__To be done__:
1. Do these statements agree with the post on CPU dispatching in Intel software? (a) Every version of Intel's compilers and function libraries treats non-Intel processors unfairly. (b) Unfair dispatching means choosing a suboptimal code path on a non-Intel CPU even when that CPU is compatible with a better one. (c) The author tested only a single version of Intel software. For each, answer yes or no and quote the words from the post that decide it.
2. Could you carry on the post on CPU dispatching in Intel software, starting right after its last sentence?

__Source passage__:
::::
Agner`s CPU blog

Software optimization resources | E-mail subscription to this blog | www.agner.org

Overview of CPU dispatching in Intel software
Author: Agner Fog Date: 2010-08-23 06:38

There are many different versions of Intel compilers and function libraries with different CPU dispatching schemes. Some of these are fair to non-Intel processors and some are unfair. By unfair dispatching I mean that it chooses a suboptimal code path when running on a non-Intel CPU even when the CPU is compatible with a better code path. The different versions can get quite confusing, so I have tried to test as many different versions of Intel software products as I could get my hands on and present an overview of the results here.
::::
__Extracted information__:

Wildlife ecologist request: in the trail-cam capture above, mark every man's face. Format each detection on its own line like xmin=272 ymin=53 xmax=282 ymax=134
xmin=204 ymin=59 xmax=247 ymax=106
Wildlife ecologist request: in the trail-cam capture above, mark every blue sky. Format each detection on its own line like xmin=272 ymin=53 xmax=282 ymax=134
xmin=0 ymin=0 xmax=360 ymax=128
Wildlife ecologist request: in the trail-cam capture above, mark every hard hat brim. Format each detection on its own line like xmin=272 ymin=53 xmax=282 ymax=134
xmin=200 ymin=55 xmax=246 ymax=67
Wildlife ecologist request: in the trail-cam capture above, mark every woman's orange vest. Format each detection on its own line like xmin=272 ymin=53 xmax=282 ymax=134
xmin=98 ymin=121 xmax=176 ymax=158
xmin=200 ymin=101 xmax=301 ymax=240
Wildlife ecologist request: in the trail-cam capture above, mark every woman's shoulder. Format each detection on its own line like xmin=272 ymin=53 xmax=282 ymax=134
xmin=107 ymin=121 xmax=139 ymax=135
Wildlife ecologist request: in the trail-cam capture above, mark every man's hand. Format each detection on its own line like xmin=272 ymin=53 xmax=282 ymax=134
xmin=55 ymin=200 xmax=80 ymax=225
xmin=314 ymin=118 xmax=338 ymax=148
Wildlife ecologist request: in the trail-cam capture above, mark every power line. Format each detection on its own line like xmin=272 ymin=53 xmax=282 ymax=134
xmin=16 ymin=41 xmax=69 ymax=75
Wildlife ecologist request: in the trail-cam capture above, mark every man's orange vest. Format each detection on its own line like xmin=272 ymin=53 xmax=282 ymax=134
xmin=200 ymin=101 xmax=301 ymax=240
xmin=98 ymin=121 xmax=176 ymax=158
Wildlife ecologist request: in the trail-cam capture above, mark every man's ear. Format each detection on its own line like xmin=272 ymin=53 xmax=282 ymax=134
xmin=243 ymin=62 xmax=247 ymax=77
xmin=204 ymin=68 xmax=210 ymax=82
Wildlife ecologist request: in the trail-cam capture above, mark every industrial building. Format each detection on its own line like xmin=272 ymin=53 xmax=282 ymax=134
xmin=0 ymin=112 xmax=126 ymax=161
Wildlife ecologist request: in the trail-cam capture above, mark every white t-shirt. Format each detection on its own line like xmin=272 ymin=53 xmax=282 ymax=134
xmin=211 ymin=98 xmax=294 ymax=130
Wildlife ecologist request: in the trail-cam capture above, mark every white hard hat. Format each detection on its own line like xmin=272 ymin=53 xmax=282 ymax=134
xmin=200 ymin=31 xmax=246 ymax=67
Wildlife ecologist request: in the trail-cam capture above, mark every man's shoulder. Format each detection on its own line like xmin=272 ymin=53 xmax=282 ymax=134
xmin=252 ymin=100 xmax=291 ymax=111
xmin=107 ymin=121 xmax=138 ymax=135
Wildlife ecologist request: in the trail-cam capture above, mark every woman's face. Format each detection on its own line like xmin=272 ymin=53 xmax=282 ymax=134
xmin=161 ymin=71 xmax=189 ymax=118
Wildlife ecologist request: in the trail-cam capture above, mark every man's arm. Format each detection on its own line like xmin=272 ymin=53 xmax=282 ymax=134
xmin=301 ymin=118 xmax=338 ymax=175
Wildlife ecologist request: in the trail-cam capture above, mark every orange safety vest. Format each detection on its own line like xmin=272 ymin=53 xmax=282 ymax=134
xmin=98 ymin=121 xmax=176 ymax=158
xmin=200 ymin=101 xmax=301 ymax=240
::::
__Results by task__:
1.
(a) No: "Some of these are fair to non-Intel processors and some are unfair."
(b) Yes: "it chooses a suboptimal code path when running on a non-Intel CPU even when the CPU is compatible with a better code path"
(c) No: "I have tried to test as many different versions of Intel software products as I could get my hands on"

2.
The tables below show the highest instruction set available to Intel and non-Intel processors when running the different software products. The sequence of instruction sets have the not very logical names:

386 MMX SSE SSE2 SSE3 SSSE3 SSE4.1 SSE4.2 AVX

Intel Math Kernel Library

The Math Kernel Library (MKL) contains many advanced mathematical functions. The results in the following table do not apply to various (sub-)packages that may be bundled with the MKL, such as the Intel Vector Math Library (VML), Intel Performance Primitives (IPP) and Intel Threading Building Blocks (TBB).

Library version Intel processor
32 bit mode
non-Intel processor
32 bit mode
Intel processor
64 bit mode
non-Intel processor
64 bit mode
MKL 7.0, 2004 SSE3 386 n.a. n.a.
MKL 8.1, 2006 SSSE3 SSSE3 SSSE3 SSSE3
MKL 9.0, 2006 SSSE3 SSSE3 SSSE3 SSSE3
MKL 10.2, 2008 SSE4.2 SSE4.2 SSE4.2 SSE2
MKL 10.3, 2010 SSE4.2 SSE4.2 AVX SSE2

As we can see, version 8 and 9 give Intel and non-Intel processors access to the same instruction sets, while version 7 and the 64-bit version 10 have unfair dispatching. MKL 7.0 has no x86-64 version.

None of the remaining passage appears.